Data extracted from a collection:
start

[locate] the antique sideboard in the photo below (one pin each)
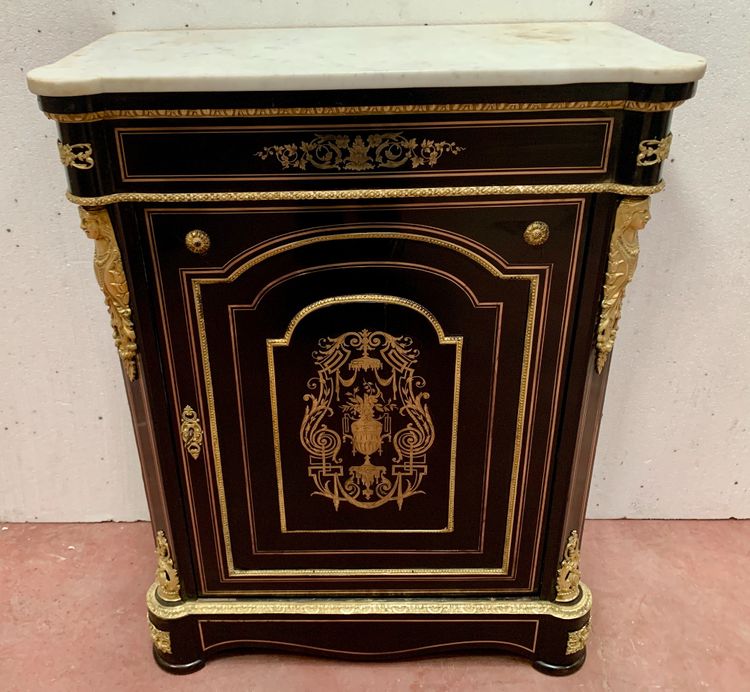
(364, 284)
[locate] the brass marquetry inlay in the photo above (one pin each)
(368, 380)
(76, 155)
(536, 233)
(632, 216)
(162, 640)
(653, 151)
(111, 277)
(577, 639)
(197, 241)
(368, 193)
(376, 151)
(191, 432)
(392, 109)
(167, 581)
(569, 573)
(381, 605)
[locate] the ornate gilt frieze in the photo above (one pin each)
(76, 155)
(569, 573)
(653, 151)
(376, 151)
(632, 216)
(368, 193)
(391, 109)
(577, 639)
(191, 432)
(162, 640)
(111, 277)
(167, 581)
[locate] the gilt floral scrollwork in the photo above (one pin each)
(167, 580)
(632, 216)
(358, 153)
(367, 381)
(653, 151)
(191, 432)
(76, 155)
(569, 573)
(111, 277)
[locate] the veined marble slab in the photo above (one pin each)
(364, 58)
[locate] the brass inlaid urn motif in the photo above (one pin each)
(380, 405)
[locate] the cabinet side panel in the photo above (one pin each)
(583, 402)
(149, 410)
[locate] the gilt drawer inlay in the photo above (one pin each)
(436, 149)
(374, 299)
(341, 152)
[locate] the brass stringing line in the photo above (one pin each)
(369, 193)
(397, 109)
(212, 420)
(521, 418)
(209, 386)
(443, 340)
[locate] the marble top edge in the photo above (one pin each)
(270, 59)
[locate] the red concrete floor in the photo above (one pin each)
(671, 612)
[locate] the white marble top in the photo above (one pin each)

end
start

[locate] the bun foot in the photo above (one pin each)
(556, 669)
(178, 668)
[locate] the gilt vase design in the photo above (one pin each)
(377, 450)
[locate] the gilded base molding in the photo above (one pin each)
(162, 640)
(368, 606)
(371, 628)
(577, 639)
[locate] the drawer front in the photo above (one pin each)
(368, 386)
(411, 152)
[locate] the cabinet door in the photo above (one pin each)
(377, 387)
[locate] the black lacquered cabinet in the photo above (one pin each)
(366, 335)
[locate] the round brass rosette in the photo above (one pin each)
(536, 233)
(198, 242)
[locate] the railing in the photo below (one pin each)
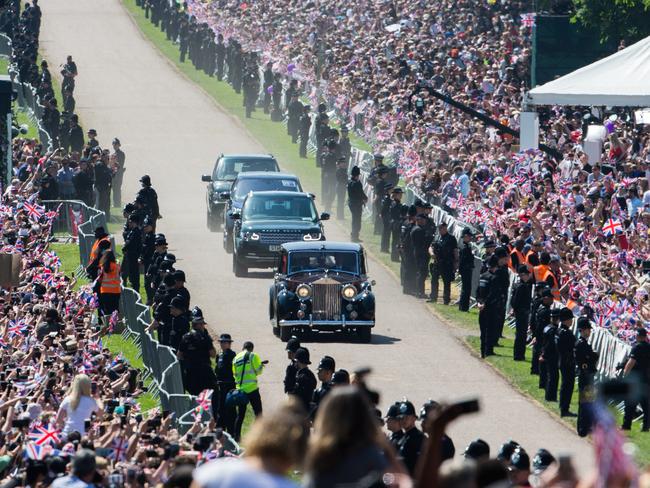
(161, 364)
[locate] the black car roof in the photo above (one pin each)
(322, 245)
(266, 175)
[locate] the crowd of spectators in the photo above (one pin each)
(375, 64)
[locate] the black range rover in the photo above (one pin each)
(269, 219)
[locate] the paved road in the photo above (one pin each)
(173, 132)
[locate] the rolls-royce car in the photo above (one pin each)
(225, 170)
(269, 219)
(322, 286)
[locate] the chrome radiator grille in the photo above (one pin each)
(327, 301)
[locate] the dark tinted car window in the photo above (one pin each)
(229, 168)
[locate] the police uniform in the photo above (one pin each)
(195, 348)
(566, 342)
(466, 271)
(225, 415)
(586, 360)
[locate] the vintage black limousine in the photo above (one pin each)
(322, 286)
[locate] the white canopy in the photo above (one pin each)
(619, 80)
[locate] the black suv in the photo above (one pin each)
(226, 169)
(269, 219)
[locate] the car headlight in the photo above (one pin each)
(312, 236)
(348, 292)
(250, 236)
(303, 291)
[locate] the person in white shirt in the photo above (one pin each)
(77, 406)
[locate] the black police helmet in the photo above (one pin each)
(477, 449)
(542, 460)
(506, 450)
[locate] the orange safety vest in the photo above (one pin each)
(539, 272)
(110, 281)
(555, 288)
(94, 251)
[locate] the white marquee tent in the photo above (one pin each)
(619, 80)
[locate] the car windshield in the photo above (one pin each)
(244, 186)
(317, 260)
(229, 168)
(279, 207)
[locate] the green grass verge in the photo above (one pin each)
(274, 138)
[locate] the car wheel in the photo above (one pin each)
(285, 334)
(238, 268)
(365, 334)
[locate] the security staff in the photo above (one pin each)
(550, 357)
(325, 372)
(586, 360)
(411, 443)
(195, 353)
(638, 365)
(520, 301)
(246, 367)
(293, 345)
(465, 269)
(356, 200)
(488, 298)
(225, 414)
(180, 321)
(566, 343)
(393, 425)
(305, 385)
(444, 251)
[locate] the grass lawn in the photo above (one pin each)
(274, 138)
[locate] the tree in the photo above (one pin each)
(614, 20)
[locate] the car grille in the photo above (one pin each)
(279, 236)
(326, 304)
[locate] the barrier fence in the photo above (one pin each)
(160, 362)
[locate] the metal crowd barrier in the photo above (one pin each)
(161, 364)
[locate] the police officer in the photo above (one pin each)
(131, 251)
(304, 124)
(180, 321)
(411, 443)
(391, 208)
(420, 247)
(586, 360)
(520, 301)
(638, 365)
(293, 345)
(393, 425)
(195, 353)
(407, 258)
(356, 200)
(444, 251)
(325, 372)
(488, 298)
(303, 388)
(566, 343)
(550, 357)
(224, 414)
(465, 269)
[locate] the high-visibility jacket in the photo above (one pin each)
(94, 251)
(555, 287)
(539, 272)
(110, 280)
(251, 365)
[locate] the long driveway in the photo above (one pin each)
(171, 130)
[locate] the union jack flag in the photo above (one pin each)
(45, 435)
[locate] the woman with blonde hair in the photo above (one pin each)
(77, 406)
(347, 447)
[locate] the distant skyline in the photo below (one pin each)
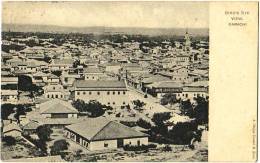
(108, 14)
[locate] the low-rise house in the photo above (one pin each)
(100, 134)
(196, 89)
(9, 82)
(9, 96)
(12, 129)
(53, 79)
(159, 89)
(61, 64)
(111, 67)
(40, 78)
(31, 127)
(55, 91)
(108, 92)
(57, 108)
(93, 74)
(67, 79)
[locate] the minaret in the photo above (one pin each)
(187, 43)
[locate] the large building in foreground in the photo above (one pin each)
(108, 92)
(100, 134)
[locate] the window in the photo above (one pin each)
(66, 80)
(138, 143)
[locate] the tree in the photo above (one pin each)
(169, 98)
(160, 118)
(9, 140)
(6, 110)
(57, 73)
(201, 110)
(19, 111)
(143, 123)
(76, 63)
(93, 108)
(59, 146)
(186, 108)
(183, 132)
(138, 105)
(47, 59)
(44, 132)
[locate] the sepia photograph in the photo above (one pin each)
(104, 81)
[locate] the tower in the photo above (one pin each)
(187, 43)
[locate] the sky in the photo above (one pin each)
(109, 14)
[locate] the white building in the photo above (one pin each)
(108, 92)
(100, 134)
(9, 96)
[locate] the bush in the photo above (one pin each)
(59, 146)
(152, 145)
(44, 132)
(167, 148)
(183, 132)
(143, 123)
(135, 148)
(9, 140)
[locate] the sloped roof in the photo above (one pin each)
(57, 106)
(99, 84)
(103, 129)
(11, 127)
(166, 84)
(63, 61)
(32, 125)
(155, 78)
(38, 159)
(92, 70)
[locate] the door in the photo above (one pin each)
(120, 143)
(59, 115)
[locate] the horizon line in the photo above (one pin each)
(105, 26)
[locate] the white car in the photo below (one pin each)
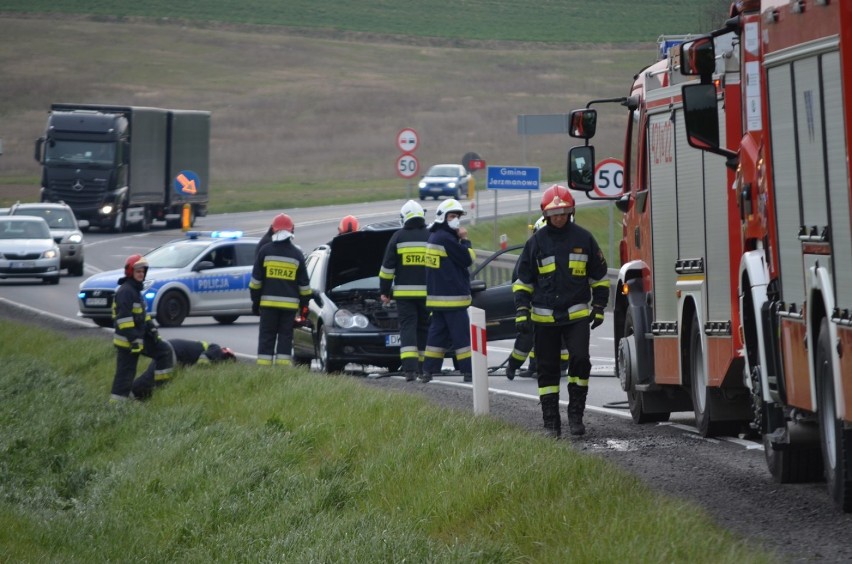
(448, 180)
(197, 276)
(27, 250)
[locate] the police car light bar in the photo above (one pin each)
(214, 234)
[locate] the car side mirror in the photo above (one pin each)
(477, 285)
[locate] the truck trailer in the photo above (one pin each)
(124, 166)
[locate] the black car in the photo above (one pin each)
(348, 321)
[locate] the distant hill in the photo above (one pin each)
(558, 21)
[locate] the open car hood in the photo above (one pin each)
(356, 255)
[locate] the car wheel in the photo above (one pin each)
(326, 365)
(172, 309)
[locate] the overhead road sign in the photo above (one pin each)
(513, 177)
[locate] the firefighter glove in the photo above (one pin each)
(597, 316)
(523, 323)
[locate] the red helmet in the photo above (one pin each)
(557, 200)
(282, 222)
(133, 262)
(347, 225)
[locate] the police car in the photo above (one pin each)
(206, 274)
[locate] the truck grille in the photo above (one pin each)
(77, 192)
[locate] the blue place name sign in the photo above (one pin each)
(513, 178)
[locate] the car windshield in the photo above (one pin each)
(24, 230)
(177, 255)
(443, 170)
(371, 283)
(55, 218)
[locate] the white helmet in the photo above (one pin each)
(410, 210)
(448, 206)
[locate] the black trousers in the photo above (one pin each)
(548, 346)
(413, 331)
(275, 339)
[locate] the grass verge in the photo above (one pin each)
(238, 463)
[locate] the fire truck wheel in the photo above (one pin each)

end
start

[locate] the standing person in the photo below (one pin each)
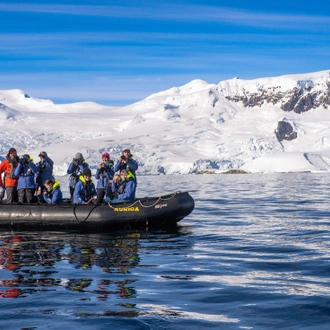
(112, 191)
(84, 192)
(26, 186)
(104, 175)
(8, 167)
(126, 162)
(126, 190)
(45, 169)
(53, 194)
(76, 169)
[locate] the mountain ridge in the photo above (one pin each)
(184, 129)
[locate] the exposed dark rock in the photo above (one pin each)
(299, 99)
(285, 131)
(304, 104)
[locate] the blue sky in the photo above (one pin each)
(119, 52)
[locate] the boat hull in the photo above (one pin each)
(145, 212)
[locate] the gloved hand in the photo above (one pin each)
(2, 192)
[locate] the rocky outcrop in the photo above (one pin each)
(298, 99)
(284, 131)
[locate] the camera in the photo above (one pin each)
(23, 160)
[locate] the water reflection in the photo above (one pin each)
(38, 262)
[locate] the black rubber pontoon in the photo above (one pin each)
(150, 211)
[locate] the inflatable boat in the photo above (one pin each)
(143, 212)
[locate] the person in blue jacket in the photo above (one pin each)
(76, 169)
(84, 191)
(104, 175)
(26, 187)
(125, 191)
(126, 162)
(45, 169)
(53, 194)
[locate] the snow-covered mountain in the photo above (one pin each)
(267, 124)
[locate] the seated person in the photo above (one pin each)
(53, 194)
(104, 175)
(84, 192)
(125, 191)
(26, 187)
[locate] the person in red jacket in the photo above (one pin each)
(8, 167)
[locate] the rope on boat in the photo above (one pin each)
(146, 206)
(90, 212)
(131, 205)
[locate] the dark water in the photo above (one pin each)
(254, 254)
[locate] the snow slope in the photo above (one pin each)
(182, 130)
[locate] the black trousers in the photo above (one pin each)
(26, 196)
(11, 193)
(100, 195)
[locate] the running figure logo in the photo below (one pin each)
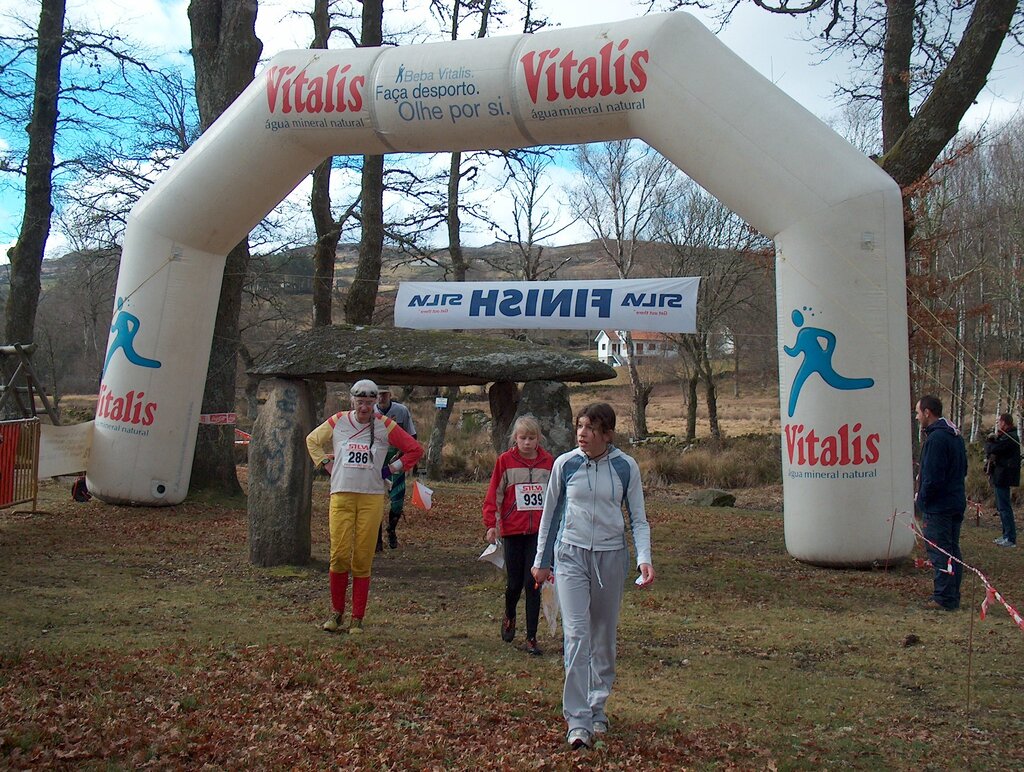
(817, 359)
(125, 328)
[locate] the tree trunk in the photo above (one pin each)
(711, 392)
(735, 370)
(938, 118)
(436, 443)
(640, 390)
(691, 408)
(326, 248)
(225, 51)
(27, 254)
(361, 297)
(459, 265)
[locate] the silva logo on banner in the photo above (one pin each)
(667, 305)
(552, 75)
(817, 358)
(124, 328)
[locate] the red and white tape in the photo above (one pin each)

end

- PROBLEM DESCRIPTION -
Copy the entries verbatim, from the line containing "[locate] the firefighter" through the line containing "[locate] the fire truck", including both of those lines.

- TASK OUTPUT -
[locate] the firefighter glove in the photo above (one pin each)
(597, 316)
(523, 323)
[locate] the red helmet in the photo above (one pin each)
(557, 200)
(282, 222)
(133, 262)
(347, 225)
[locate] the police car in the photo above (one pin each)
(206, 274)
[locate] the truck grille in the photo above (one pin each)
(77, 192)
[locate] the blue place name sign in the photo above (one pin each)
(513, 178)
[locate] the car windshield in the photo above (one pin each)
(24, 230)
(177, 255)
(443, 170)
(371, 283)
(55, 218)
[locate] the white helmet in the photo above (one pin each)
(410, 210)
(448, 206)
[locate] the black trousers in the photo above (one pin each)
(548, 346)
(413, 331)
(275, 339)
[locate] the grass verge in the photo above (one pin each)
(238, 463)
[locate] the fire truck wheel in the photo above (one pin each)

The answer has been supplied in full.